[What is required]
In the entries below, swap every "positive clicks" for "foreground clicks" and leave all other text unchanged.

Stored records
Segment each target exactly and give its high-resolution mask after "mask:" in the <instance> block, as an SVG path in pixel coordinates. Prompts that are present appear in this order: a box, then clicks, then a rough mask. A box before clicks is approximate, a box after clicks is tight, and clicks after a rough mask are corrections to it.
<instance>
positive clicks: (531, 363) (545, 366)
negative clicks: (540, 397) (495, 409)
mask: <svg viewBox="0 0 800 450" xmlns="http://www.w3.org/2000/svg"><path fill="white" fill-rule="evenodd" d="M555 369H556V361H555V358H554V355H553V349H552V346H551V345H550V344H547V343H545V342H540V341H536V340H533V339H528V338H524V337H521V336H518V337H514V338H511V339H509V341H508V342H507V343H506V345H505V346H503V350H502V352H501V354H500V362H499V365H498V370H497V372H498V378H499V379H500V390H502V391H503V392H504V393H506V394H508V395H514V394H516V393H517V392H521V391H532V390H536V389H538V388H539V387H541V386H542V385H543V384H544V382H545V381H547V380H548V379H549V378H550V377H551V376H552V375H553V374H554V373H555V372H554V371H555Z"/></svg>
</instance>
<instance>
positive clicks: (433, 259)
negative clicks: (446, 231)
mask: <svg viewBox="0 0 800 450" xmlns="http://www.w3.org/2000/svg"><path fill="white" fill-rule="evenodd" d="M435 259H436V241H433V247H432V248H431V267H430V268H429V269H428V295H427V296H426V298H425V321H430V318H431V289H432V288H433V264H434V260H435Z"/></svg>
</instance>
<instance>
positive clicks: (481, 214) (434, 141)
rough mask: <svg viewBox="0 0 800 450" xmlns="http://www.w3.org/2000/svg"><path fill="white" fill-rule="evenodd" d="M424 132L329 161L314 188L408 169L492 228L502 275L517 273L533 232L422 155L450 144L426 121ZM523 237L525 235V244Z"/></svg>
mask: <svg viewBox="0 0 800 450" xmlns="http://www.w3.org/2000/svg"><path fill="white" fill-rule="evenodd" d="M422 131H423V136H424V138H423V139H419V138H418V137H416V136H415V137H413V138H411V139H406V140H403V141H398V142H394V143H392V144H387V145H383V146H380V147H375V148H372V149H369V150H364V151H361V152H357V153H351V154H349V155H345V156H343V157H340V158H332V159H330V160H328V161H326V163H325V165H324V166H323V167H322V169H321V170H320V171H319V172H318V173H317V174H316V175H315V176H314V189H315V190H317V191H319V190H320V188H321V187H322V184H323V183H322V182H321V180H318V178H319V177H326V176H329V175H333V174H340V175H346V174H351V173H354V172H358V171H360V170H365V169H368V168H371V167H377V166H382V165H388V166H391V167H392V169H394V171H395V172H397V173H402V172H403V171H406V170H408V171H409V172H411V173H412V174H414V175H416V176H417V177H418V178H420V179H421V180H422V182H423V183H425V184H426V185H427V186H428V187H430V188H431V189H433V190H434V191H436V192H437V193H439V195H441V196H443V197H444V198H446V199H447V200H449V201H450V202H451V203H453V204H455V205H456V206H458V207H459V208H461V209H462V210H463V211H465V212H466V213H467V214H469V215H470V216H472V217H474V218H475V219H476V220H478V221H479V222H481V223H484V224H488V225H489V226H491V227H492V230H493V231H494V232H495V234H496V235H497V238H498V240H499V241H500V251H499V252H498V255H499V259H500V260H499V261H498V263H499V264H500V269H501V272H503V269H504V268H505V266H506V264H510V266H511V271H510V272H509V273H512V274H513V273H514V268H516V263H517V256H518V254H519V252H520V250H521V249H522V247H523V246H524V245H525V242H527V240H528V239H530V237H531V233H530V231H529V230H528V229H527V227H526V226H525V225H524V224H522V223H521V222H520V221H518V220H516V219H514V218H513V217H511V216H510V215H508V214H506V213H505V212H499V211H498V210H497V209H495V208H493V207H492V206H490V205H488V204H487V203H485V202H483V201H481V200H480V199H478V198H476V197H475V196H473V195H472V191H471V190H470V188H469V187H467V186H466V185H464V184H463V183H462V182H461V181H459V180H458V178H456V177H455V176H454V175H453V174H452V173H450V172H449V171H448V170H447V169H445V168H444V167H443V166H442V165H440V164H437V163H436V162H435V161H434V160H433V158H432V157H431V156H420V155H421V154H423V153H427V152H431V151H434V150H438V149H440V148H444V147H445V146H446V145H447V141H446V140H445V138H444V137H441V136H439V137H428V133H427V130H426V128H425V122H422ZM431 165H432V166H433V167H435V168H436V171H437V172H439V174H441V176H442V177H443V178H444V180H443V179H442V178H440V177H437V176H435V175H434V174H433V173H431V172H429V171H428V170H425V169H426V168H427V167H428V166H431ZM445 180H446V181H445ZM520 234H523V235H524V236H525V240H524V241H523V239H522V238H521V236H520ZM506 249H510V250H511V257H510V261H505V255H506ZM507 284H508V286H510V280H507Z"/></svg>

[Answer for the task]
Segment each target exactly and give its high-resolution mask after "mask:" in the <instance> block, as an SVG path in pixel coordinates. Prompts that are present appear in this order: a box, then clicks, then a rough mask. A box before clicks is approximate, a box after clicks is tight, and clicks after a rough mask are corrections to it.
<instance>
foreground clicks: (531, 363) (545, 366)
negative clicks: (540, 397) (495, 409)
mask: <svg viewBox="0 0 800 450" xmlns="http://www.w3.org/2000/svg"><path fill="white" fill-rule="evenodd" d="M555 369H556V361H555V358H554V355H553V349H552V346H551V345H550V344H547V343H545V342H540V341H536V340H533V339H528V338H524V337H521V336H518V337H514V338H511V339H509V341H508V342H507V343H506V345H505V346H503V350H502V352H501V354H500V362H499V365H498V370H497V372H498V378H499V379H500V390H502V391H503V392H504V393H506V394H508V395H514V394H516V393H517V392H521V391H532V390H536V389H538V388H539V387H541V386H542V385H543V384H544V382H545V381H547V380H548V379H549V378H550V377H551V376H552V375H553V374H554V373H555V372H554V371H555Z"/></svg>
</instance>
<instance>
foreground clicks: (433, 259)
negative clicks: (446, 231)
mask: <svg viewBox="0 0 800 450" xmlns="http://www.w3.org/2000/svg"><path fill="white" fill-rule="evenodd" d="M435 259H436V241H433V247H432V248H431V267H430V268H429V269H428V295H427V296H426V298H425V321H430V318H431V289H432V288H433V264H434V260H435Z"/></svg>
</instance>
<instance>
foreground clicks: (481, 214) (434, 141)
rough mask: <svg viewBox="0 0 800 450" xmlns="http://www.w3.org/2000/svg"><path fill="white" fill-rule="evenodd" d="M424 132L329 161L314 188L408 169L492 228L502 275L517 273L533 232L422 155L450 144L426 121ZM523 237L525 235V244Z"/></svg>
mask: <svg viewBox="0 0 800 450" xmlns="http://www.w3.org/2000/svg"><path fill="white" fill-rule="evenodd" d="M422 131H423V136H424V138H423V139H419V138H418V137H416V136H415V137H413V138H411V139H406V140H403V141H398V142H394V143H392V144H387V145H383V146H380V147H375V148H372V149H369V150H364V151H361V152H357V153H351V154H349V155H345V156H343V157H340V158H332V159H330V160H328V161H326V163H325V165H324V166H323V167H322V169H321V170H320V171H319V172H318V173H317V174H316V175H315V176H314V189H315V190H317V191H319V190H320V188H321V187H322V184H323V183H322V182H321V180H318V178H319V177H326V176H329V175H333V174H340V175H346V174H351V173H354V172H358V171H360V170H365V169H368V168H371V167H377V166H382V165H388V166H391V167H392V169H394V171H395V172H397V173H402V172H403V171H406V170H408V171H409V172H411V173H412V174H414V175H416V176H417V177H418V178H420V179H421V180H422V182H423V183H425V184H426V185H427V186H428V187H430V188H431V189H433V190H434V191H436V192H437V193H439V195H441V196H443V197H444V198H446V199H447V200H449V201H450V202H451V203H453V204H455V205H456V206H458V207H459V208H461V209H462V210H463V211H465V212H466V213H467V214H469V215H470V216H472V217H474V218H475V219H476V220H478V221H479V222H481V223H484V224H488V225H489V226H491V227H492V230H493V231H494V232H495V234H496V235H497V238H498V240H499V241H500V251H499V252H498V255H499V259H500V260H499V261H498V263H499V264H500V269H501V272H503V269H504V268H505V266H506V264H510V266H511V271H510V272H509V273H512V274H513V273H514V268H516V263H517V256H518V254H519V252H520V250H521V249H522V247H523V246H524V245H525V242H527V240H528V239H530V237H531V233H530V231H529V230H528V229H527V227H526V226H525V225H524V224H522V223H521V222H520V221H518V220H516V219H514V218H513V217H511V216H510V215H508V214H506V213H505V212H499V211H498V210H497V209H495V208H493V207H492V206H490V205H488V204H487V203H485V202H483V201H481V200H480V199H478V198H476V197H475V196H473V195H472V191H471V190H470V188H469V187H467V186H466V185H464V184H463V183H462V182H461V181H459V180H458V178H456V177H455V176H454V175H453V174H452V173H450V172H449V171H448V170H447V169H445V168H444V167H443V166H442V165H440V164H437V163H436V162H435V161H434V160H433V158H432V157H431V156H420V155H421V154H423V153H427V152H431V151H434V150H438V149H440V148H444V147H445V146H446V145H447V141H446V140H445V138H444V137H441V136H439V137H428V133H427V130H426V128H425V122H422ZM431 165H432V166H433V167H435V168H436V171H437V172H439V174H441V176H442V177H443V178H444V180H443V179H442V178H440V177H437V176H435V175H434V174H433V173H431V172H429V171H428V170H425V169H426V168H427V167H428V166H431ZM445 180H446V181H445ZM520 234H523V235H524V236H525V240H524V241H523V239H522V238H521V236H520ZM506 249H510V250H511V257H510V261H505V255H506ZM507 284H508V286H510V280H507Z"/></svg>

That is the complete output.